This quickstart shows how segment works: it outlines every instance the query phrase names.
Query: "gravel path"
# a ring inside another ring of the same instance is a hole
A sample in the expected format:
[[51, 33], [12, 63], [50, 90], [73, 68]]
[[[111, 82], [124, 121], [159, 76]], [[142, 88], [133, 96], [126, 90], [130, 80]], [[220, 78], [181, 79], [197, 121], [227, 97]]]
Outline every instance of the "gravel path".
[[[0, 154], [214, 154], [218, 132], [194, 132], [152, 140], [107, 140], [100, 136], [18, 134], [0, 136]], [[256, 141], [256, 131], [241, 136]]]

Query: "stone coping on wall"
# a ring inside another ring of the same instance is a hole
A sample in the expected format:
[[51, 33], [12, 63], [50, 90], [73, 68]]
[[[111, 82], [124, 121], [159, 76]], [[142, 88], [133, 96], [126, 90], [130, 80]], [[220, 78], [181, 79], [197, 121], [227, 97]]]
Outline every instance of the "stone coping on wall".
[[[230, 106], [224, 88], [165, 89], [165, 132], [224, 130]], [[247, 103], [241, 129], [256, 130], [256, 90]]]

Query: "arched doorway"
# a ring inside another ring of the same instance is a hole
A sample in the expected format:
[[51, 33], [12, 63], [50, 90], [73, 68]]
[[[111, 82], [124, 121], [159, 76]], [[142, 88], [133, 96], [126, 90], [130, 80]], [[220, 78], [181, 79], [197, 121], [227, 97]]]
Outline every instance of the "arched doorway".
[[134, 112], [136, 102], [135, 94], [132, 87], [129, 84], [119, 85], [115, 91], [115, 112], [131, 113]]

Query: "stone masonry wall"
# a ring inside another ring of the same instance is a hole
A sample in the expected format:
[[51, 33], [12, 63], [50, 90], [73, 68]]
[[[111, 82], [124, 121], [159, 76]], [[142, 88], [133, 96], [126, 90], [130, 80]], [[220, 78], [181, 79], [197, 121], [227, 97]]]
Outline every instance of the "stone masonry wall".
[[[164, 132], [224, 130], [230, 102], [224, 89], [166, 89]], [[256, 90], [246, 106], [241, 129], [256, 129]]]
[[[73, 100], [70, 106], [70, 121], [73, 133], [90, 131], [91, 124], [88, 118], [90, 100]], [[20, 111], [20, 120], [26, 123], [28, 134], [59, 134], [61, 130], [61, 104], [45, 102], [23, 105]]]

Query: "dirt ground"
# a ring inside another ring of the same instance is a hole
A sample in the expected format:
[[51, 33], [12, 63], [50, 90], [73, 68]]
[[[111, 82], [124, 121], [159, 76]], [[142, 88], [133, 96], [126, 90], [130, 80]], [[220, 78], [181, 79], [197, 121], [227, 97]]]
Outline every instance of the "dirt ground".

Exercise instructions:
Repeat the data above exactly.

Finished exercise:
This quickstart shows how segment works: it outlines every instance the query phrase names.
Query: "gravel path"
# a ring inside another ring of the same instance is a hole
A sample in the expected format:
[[51, 33], [12, 63], [50, 90], [73, 68]]
[[[111, 82], [124, 121], [159, 76]], [[142, 88], [133, 96], [126, 90], [130, 80]], [[220, 78], [181, 79], [197, 121], [227, 97]]]
Outline every instance of the "gravel path".
[[[0, 154], [214, 154], [218, 132], [194, 132], [152, 140], [107, 140], [100, 136], [18, 134], [0, 136]], [[256, 141], [256, 131], [241, 136]]]

Query: "stone coping on wall"
# a ring inside another ring of the same instance is a hole
A sample in the expected format:
[[51, 33], [12, 63], [50, 90], [73, 68]]
[[[111, 82], [124, 121], [159, 76]], [[142, 88], [133, 96], [126, 90], [130, 80]], [[220, 78], [181, 79], [197, 121], [227, 97]]]
Outline every instance of the "stone coping on wall".
[[[230, 106], [224, 88], [165, 89], [165, 132], [224, 130]], [[247, 103], [241, 129], [256, 130], [256, 90]]]

Query: "arched doorway"
# a ring inside another ring of the same instance is a hole
A sample in the expected format:
[[51, 33], [12, 63], [50, 90], [73, 68]]
[[[111, 82], [124, 121], [159, 76]], [[142, 88], [133, 96], [126, 90], [130, 80]], [[220, 78], [181, 79], [197, 121], [227, 97]]]
Outline every instance of the "arched doorway".
[[134, 112], [136, 102], [135, 94], [132, 87], [129, 84], [119, 85], [115, 91], [115, 112], [131, 113]]

Query: "stone masonry wall"
# a ring inside another ring of the same instance is a hole
A sample in the expected format:
[[51, 33], [12, 63], [50, 90], [73, 68]]
[[[111, 82], [124, 121], [159, 76]], [[142, 88], [133, 96], [126, 90], [130, 80]], [[220, 78], [181, 79], [197, 121], [227, 97]]]
Outline every instance of the "stone masonry wall".
[[[164, 132], [224, 130], [230, 102], [224, 89], [166, 89]], [[256, 90], [246, 106], [241, 129], [256, 129]]]
[[[73, 100], [70, 106], [70, 121], [73, 133], [90, 131], [91, 124], [88, 118], [90, 100]], [[20, 111], [20, 120], [26, 123], [28, 134], [59, 134], [61, 130], [61, 104], [45, 102], [23, 105]]]

Query: "dirt ground"
# a ring inside another ring of the same instance is a hole
A sample in the expected format:
[[51, 33], [12, 63], [50, 90], [73, 68]]
[[[111, 82], [124, 121], [159, 76]], [[142, 88], [133, 96], [126, 90], [130, 80]], [[220, 78], [181, 79], [197, 121], [227, 97]]]
Outline every instance of the "dirt ground".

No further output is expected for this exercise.